→ TASK STATEMENT: Please rewrite the part of the records that opens with the line containing "of the halved" and runs through the end of the records as a numbered list, leaving out blank lines.

※

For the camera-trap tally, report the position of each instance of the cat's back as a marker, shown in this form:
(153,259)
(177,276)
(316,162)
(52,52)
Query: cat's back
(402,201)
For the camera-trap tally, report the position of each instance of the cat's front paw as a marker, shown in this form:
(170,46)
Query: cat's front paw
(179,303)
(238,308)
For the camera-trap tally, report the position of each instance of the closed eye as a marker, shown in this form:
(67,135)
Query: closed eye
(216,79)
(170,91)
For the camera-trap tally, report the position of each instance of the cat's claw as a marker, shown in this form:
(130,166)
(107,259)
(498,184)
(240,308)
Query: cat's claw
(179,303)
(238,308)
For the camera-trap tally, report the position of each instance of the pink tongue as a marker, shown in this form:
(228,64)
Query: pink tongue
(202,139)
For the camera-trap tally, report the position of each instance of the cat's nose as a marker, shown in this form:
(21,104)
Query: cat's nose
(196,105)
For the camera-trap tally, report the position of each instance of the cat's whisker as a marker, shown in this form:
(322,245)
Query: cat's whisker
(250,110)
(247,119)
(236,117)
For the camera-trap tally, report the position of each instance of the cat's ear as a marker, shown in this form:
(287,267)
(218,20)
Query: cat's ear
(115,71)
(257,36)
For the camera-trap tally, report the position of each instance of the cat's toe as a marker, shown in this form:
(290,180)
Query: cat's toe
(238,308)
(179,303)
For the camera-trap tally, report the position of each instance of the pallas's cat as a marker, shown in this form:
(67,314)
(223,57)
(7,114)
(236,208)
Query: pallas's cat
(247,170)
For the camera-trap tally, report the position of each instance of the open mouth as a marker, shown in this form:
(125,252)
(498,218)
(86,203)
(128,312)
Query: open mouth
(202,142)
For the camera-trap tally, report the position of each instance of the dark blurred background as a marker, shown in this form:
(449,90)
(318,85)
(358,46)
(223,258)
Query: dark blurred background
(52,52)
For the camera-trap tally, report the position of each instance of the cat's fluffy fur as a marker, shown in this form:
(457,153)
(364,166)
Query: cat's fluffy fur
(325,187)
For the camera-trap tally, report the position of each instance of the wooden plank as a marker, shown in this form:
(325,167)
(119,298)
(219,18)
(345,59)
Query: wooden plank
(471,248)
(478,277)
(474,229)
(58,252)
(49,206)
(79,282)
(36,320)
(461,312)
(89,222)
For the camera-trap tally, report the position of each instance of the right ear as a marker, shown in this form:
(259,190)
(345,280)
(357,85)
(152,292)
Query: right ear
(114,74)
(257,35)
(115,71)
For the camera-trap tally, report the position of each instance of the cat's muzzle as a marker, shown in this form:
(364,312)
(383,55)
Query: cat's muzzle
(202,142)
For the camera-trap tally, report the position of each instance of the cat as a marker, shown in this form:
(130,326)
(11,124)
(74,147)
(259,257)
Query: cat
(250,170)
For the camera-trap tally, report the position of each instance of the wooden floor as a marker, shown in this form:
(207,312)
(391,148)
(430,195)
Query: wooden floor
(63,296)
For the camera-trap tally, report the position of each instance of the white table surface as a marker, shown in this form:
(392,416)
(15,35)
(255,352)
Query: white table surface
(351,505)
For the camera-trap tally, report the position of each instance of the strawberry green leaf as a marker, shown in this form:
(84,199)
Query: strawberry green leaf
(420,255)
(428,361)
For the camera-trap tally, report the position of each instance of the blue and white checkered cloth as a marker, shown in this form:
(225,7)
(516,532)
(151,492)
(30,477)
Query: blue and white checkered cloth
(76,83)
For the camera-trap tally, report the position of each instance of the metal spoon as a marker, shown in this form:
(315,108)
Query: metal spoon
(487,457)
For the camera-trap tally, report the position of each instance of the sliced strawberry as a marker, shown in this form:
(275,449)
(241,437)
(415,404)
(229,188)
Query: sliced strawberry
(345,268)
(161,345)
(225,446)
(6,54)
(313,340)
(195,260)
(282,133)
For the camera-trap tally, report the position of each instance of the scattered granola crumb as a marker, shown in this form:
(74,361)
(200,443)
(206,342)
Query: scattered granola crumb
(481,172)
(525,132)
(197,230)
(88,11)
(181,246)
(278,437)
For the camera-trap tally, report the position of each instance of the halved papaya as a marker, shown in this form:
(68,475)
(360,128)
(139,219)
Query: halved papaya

※

→ IN RESPONSE:
1. For the camera-trap tally, report the position of each instance of the halved papaya as a marker, shown in this form:
2. (68,475)
3. (360,128)
4. (139,219)
5. Query: halved papaya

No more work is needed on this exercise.